◆ **EXCERPT PROVIDED**
###

Kamień (/pl/) is a village located in Gmina Kamień, Rzeszów County, Subcarpathian Voivodeship, in south-eastern Poland.

== History ==
The village was founded by Stephen Báthory in 1578. At the time, it was part of the Sandomierz Voivodeship. However, the oldest traces to human settlement in the area date back between 10,000–8,000 BC.

In 1783, during the Josephine colonization, German colonists of Lutheran and Reformed denominations settled here. The colony was named Steinau, a direct translation of the Polish name, Kamień, with the -au suffix. It was part of an independent municipality.

In 1900, the total population of the municipality was 5,112 people with 885 houses. All inhabitants spoke Polish, excluding 25 who spoke German. 4,869 out of 5,112 inhabitants were Roman Catholic, 226 were Jewish, 2 were Greek Catholic and 25 were part of a different religion or atheist. The Roman Catholic parish was established in 1907.

###

◆ **DATA EXTRACTS**
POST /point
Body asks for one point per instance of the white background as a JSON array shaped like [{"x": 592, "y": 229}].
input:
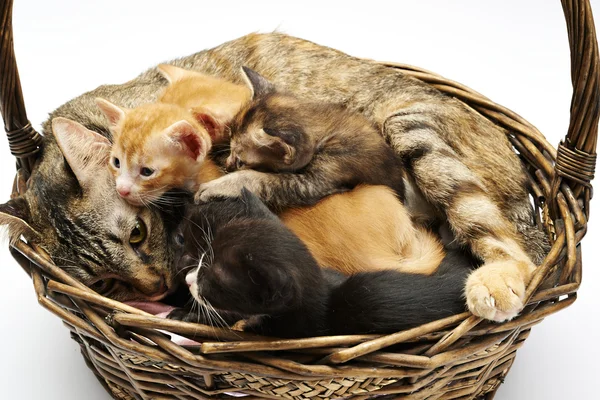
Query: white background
[{"x": 515, "y": 52}]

###

◆ **PROMPT 1**
List every year AD that the text about Kamień mentions.
◆ **PROMPT 2**
Echo the portion of the Kamień text starting at "In 1783, during" and ending at "an independent municipality.".

◆ **WRITTEN REPLY 1**
1578, 1783, 1900, 1907

◆ **WRITTEN REPLY 2**
In 1783, during the Josephine colonization, German colonists of Lutheran and Reformed denominations settled here. The colony was named Steinau, a direct translation of the Polish name, Kamień, with the -au suffix. It was part of an independent municipality.